> **EXERCISE DESCRIPTION**
Figure out the number of lines in the data that hold the string "trace". Reply with that figure only.

[Extracted records]
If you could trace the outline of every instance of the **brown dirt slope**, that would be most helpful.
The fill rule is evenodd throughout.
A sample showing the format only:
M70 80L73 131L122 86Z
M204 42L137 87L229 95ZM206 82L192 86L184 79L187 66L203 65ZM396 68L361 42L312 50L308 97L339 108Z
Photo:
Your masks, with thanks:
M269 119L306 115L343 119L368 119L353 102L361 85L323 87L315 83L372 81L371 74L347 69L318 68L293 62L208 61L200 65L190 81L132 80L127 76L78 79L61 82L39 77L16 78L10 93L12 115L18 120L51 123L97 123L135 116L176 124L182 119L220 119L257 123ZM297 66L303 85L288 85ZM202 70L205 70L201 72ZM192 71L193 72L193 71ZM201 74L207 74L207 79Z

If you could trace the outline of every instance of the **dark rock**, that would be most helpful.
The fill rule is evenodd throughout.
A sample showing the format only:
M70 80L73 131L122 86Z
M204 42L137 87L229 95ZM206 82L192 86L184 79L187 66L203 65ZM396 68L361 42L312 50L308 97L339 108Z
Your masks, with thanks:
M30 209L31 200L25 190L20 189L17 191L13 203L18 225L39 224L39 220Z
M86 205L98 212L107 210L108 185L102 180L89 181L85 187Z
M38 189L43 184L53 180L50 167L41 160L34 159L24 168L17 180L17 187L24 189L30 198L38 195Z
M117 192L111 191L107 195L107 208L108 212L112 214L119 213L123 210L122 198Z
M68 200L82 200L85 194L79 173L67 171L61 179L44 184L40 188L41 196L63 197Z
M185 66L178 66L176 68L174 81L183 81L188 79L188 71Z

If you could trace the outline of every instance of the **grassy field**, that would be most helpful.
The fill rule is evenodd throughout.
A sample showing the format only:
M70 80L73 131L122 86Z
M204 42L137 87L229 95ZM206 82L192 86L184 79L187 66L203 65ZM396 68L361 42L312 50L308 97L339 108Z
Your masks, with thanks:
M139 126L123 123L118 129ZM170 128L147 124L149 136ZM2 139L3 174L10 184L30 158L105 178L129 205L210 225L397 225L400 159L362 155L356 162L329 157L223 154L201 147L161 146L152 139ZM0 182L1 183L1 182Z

> **RESULT BELOW**
3